Bennet’s exploration of Stella’s complicated emotions around race and the decisions she’s made in order to pass as white and benefit off her caucasian features. For Stella, being white offers the indisputable opportunity to have a better life; an oppotunity she can’t say no to as a fragile 16 year old forced to drop out of school to clean houses. However, we meet a version of Stella that lives in fear of being found out, desperately trying to keep her secrets and distancing herself from everyone around her as a result.

Bennet has written a beautiful story exploring the complexity of racism and the value of lightness among African Americans which brings together a fascinating plot and charming language in a truly incredible novel. This book asks many questions of identity; what it means feel part of a community, what it takes to distance yourself from where you came from and whether that’s even possible.

Difficult Women

Roxane Gay

Difficult Women is a collection of short stories by Roxane Gay that I recently read for the 2020 Reading Rush and I loved it.

Going into this book, I wasn’t sure what I was going to think of it because on the one hand I love Roxane Gay’s writing but on the other I haven’t read many short stories and was unsure how I would found it. This meant I was pleasantly surprised when I enjoyed it so much I finished it in a matter of days.

The brilliance of these short stories is completely down to Gay’s incredible ability to portray women from such varied backgrounds and experiences. Despite being only one person, Gay is somehow able to write about these different women in a beautiful and truly insightful way. These stories give us excerpts of women’s lives; how they live, how they are treated and how they feel. We are given stories of women who live lives of poverty and of privilege, in loving and loveless relationships, however Gay does place a focus on the abuse and violence women can face.

Not only does Gay write about varied examples of violence experienced by women but also how different women cope with violence, how they use it, and how it impacts their lives going foward even once when it is no longer an immediate threat to them. Some of the most interesting stories focus on women who choose to put themselves in harmful or violent situations because they cannot cope with the reality of their lives and believe that they deserve to be treated as though they are nothing.

Gay writes about the tragic experiences of women with both objectivity and compassion, creating women who may as well be living, breathing people that you cannot help but sympathise with. Reading this collection will only enhance your understanding of the complexity of what it means to be a women who faces abuse.

## QUESTIONS TO ANSWER
- A) Quote the book reviews word for word, beginning at "Difficult Women is" and stopping after "matter of days.".
- B) According to the book reviews, for what event was Difficult Women read?

Stored data entries:
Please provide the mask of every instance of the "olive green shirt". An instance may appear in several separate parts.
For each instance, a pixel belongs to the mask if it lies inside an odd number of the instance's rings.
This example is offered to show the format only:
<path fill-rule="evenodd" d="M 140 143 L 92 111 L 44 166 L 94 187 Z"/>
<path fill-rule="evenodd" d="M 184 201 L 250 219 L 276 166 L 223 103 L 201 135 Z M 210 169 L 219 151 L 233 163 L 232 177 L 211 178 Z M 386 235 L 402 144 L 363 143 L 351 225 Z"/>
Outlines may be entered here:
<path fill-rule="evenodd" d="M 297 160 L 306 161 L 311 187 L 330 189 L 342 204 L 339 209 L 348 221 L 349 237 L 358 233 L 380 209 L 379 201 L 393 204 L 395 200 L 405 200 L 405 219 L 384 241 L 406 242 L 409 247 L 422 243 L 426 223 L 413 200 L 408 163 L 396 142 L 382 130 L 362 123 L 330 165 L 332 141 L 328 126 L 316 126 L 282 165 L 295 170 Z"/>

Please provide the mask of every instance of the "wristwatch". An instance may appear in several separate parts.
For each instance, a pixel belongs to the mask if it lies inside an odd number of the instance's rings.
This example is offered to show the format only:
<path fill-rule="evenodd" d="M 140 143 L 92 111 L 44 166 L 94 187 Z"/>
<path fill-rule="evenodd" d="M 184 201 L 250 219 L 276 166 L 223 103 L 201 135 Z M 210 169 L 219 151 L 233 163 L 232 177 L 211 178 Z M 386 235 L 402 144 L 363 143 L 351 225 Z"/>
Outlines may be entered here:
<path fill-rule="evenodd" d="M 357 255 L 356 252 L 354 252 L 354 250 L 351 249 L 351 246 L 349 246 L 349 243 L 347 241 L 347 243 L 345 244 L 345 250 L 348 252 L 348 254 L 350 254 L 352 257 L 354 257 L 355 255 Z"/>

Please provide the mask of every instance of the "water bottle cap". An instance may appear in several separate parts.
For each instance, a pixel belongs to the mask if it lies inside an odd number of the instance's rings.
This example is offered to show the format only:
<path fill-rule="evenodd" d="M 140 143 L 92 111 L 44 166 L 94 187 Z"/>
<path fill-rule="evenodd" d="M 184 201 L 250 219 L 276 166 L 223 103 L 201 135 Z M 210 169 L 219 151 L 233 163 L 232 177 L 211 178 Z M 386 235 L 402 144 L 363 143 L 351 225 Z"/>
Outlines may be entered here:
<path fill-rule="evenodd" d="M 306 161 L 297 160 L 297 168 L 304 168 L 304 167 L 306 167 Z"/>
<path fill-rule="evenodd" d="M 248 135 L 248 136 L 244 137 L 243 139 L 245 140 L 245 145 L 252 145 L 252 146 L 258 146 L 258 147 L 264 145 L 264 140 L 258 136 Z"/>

## ANSWERS PROVIDED
- A)
Difficult Women is a collection of short stories by Roxane Gay that I recently read for the 2020 Reading Rush and I loved it.

Going into this book, I wasn’t sure what I was going to think of it because on the one hand I love Roxane Gay’s writing but on the other I haven’t read many short stories and was unsure how I would found it. This meant I was pleasantly surprised when I enjoyed it so much I finished it in a matter of days.

- B) The 2020 Reading Rush.